This Is The Friendliest Small Town In Italy
Montepulciano sits on a 605-meter limestone ridge in southern Tuscany, halfway between the Val d'Orcia and the Val di Chiana. Roughly 13,000 people live in the comune, and a tight historic core of Renaissance palaces, churches, and stone-paved streets has stayed largely intact for the better part of five centuries. The town gives its name to Vino Nobile di Montepulciano, the red wine that became the first in Italy to receive DOCG status in 1980. Wine production still anchors local life, and the calendar of public events that surrounds it (the February Anteprima previews, the August Bravio delle Botti barrel race) gives most visits to Montepulciano a clear shape.
A Hilltop Town That Survived Its Own History

The settlement on the ridge dates to Etruscan times, and a community on the hill has existed since at least the 4th-3rd century BCE. After the fall of the Western Roman Empire, the town developed into a religious center under the Lombards, then became a contested stronghold throughout the 12th century, repeatedly attacked by the Republic of Siena. Montepulciano signed a formal alliance with Florence in 1390 after expelling the Del Pecora family, and the alliance held through the 15th and early 16th centuries. The town's golden age followed when Florence brought in the leading architects of the early Italian Renaissance (Antonio da Sangallo the Elder, Jacopo Barozzi da Vignola, Baldassarre Peruzzi) to design the palaces that still line the streets today. Florence's conquest of Siena in 1559 ended the regional rivalry that had given Montepulciano its strategic importance, and the town gradually settled into the agricultural and wine-producing role it has kept ever since.

[Dataset entries]
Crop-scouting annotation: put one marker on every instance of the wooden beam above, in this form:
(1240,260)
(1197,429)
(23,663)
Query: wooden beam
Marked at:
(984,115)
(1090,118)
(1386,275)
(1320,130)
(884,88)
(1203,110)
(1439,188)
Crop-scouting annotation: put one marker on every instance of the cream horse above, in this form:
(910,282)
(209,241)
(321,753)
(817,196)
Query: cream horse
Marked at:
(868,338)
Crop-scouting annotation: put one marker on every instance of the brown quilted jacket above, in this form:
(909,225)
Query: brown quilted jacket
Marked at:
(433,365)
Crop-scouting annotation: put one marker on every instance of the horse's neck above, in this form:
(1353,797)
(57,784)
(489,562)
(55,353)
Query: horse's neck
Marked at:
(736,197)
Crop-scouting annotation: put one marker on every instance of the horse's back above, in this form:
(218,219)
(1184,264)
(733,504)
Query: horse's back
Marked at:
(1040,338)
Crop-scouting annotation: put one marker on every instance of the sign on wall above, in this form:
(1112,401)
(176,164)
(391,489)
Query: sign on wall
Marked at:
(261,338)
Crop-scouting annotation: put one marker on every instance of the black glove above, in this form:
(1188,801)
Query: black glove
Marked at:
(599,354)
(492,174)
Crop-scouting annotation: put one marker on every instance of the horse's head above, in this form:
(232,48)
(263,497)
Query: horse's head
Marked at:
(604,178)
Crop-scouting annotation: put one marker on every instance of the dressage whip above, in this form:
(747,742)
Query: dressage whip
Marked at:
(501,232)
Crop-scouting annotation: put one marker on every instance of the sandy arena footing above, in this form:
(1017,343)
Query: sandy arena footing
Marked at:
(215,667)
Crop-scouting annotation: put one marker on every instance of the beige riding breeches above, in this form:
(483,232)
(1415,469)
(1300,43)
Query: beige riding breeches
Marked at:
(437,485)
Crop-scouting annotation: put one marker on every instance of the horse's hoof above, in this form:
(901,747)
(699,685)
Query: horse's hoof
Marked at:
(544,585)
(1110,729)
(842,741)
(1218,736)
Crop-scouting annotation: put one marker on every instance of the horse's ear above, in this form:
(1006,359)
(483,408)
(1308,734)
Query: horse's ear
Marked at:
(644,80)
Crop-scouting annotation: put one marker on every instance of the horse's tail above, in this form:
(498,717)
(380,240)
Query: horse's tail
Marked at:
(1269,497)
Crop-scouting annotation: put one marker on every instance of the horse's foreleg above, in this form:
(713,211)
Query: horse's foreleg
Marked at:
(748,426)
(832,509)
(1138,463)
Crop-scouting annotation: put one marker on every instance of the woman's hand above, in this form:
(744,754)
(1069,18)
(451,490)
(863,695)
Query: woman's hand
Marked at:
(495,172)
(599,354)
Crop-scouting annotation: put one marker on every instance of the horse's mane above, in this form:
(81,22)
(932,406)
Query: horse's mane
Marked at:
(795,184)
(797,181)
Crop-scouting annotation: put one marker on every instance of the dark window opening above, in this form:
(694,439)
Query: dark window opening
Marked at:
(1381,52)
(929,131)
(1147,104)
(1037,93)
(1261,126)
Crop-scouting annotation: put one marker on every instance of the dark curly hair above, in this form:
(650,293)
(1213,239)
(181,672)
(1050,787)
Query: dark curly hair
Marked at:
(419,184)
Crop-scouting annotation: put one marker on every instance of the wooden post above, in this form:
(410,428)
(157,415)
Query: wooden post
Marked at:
==
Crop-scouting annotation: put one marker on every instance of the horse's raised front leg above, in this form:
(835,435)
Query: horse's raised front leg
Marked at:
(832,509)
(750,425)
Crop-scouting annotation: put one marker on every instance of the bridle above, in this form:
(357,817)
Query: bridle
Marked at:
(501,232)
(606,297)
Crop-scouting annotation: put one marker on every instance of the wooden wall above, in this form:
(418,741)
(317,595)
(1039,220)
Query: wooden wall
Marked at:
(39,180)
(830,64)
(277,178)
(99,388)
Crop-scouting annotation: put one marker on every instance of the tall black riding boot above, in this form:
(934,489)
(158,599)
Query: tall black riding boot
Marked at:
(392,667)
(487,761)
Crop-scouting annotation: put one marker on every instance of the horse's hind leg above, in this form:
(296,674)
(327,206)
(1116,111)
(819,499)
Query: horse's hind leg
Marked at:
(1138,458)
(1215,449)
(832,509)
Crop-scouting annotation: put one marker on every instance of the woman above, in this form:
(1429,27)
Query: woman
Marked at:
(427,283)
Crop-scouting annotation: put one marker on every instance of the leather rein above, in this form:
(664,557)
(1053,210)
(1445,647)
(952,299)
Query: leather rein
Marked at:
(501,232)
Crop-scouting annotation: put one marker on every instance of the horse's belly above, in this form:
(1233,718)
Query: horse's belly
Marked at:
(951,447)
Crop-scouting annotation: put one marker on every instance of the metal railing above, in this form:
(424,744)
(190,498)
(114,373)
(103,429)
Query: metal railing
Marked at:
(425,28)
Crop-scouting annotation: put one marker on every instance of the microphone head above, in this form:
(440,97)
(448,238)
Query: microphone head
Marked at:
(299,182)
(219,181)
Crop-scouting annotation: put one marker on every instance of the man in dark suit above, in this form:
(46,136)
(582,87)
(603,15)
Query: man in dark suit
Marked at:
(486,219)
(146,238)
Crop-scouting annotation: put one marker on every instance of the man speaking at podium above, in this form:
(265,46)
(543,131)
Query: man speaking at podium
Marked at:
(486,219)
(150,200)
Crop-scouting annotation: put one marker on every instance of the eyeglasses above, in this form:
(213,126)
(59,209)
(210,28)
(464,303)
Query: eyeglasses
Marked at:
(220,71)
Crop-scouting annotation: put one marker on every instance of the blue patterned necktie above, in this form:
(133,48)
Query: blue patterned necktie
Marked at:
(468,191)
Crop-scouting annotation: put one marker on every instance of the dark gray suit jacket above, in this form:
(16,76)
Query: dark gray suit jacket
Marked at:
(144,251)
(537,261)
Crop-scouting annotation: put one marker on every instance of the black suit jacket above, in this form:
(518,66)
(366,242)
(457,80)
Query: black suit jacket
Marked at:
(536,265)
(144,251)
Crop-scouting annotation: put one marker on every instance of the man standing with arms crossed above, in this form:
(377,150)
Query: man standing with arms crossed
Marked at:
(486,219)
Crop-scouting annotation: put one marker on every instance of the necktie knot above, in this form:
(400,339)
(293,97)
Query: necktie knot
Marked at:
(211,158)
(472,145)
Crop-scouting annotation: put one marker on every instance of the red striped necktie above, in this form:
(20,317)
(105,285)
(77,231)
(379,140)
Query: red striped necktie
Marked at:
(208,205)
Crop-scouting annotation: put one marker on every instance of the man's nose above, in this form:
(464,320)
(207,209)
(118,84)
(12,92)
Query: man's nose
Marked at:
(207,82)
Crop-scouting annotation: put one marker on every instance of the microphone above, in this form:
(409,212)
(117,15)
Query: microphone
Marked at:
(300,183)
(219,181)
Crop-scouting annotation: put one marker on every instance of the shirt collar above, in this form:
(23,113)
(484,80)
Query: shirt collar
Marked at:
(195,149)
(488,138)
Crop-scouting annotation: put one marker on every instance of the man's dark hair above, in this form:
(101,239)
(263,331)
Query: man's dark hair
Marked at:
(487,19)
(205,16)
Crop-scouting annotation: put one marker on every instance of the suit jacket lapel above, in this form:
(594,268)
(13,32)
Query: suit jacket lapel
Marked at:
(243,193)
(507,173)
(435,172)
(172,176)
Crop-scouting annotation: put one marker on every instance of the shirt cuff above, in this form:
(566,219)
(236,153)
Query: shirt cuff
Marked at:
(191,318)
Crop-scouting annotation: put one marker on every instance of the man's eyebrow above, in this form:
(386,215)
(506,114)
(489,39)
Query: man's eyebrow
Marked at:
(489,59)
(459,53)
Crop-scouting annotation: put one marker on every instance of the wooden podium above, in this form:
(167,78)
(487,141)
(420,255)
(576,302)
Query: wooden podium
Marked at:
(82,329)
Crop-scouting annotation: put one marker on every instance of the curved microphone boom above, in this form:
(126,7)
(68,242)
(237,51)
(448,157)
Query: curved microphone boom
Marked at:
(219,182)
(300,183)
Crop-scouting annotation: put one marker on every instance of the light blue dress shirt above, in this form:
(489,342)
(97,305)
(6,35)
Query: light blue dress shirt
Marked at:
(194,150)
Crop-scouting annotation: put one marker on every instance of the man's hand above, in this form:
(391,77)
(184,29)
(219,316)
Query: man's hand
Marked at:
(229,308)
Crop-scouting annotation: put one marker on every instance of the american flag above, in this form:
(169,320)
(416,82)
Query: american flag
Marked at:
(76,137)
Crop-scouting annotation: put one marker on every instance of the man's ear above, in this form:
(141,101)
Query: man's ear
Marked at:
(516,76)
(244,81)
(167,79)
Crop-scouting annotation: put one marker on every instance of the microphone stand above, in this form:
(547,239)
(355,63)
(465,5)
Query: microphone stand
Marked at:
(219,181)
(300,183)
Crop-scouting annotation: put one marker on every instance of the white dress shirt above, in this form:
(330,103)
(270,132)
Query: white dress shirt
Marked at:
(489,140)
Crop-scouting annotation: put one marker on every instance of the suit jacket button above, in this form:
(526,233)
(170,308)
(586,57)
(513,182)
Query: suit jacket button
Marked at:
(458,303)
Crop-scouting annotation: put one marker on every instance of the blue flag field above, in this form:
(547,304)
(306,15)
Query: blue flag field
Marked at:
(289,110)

*OBJECTIVES*.
A - Decide whether each statement agrees with the text on Montepulciano: (i) Vino Nobile di Montepulciano was the first wine in Italy to receive DOCG status, in 1980; (ii) Montepulciano formed an alliance with Siena in 1390; (iii) the Bravio delle Botti barrel race is held in February. For each, answer yes or no and quote the words of the text that decide it.
B - Resume the text on Montepulciano, picking up after its final sentence.
The records stand apart from the text and are unrelated to it.

*RESULTS OF THE EXERCISE*.
A -
(i) Yes: "the red wine that became the first in Italy to receive DOCG status in 1980"
(ii) No: "Montepulciano signed a formal alliance with Florence in 1390 after expelling the Del Pecora family"
(iii) No: "the February Anteprima previews, the August Bravio delle Botti barrel race"

B -
The town's defensive layout still shows in the modern street plan. Most streets curve uphill toward Piazza Grande at the summit, the original gathering and command point. Walls, civic buildings, and churches across the historic center now provide a continuous architectural record from the medieval period through the late Renaissance.
The Wine Scene

Vino Nobile di Montepulciano is made from at least 70 percent Sangiovese, locally called Prugnolo Gentile, and aged for a minimum of two years before release. It became the first DOCG wine in Italy when the appellation system was introduced in 1980. The Riserva tier requires three years of aging, and a newer Pieve designation released for the 2022 vintage subdivides the territory into 12 historical zones based on the medieval parish boundaries that defined them. The local Consorzio represents about 80 producing wineries, and Montepulciano is widely considered alongside Brunello di Montalcino and Chianti Classico as one of Tuscany's three principal red wine regions.
In town, two cellars built into the historic streets give a fast introduction to the local wine. Cantina De' Ricci runs cathedral-like vaulted underground rooms cut into the tufa beneath a Renaissance palace and offers tours along with tastings. Cantina Contucci, just steps from Piazza Grande in Palazzo Contucci, has been making wine on the same property for centuries and is considered one of the oldest active producers in town. In the surrounding countryside, estates such as Avignonesi, Poliziano, Boscarelli, and Icario produce well-regarded examples of the appellation and run tastings paired with views back toward the town's skyline and the Val d'Orcia.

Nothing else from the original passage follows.